# [TO-DO LIST]
**1)** Please summarize the passage on the German Online Access Act in two sentences.
**2)** Which levels of administration does the Online Access Act oblige to offer their services digitally, according to the passage? List each one.
**3)** In the passage on the Online Access Act, when should the two labs in the "Immigration and Emigration" subject area finish their work?

25 Apr 2019 | Written by Nora Carstens

At present, the digital administrative landscape in Germany has been dominated by isolated solutions and the German Online Access Act (OZG) seeks to support harmonisation and better collaboration by creating uniform standards across administrative levels. It obliges the federal administration, the Länder and the municipalities to offer their administrative services digitally by the end of 2022. So far, 575 services are affected by this law, most of which are carried out by the Länder and municipalities. In the Digitalisierungsprogramm Föderal (federal digitalisation program) these services are subdivided into 14 subject areas. These subdivisions do not reflect formal competencies, but have been drawn from the user's perspective. For example, the subject area “Family and Child” includes all services related to birth, marriage and divorce. For each area, a so-called “digitalisation lab” has been created to formulate the corresponding implementation strategy for the service. As a truly novel mean of executive collaboration, each of these labs bring together at least one federal ministry and one of the 16 federal states. Not all labs have been established simultaneously, instead the number and conditions of the labs are decided for each subject area by the federal state and the federal ministry in charge. In the subject area “Immigration and Emigration”, two labs have been set up for the prioritised services residence permit for the purpose of gainful employment and formal obligation, which should both be finished by summer 2019.

# [GIVEN INFORMATION]
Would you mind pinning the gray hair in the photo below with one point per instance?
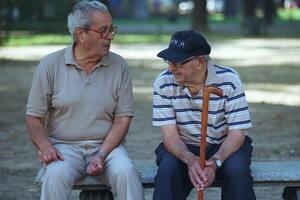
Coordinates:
(207, 58)
(80, 17)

# [OUTPUTS BY TASK]
**1)** The German Online Access Act (OZG) requires the federal administration, the Länder and the municipalities to offer their administrative services digitally by the end of 2022, and so far 575 services are affected. These services are divided into 14 subject areas drawn from the user's perspective, and each area has a digitalisation lab that brings together at least one federal ministry and one federal state to work out how the services will be implemented.

**2)**
- The federal administration
- The Länder
- The municipalities

**3)** By summer 2019.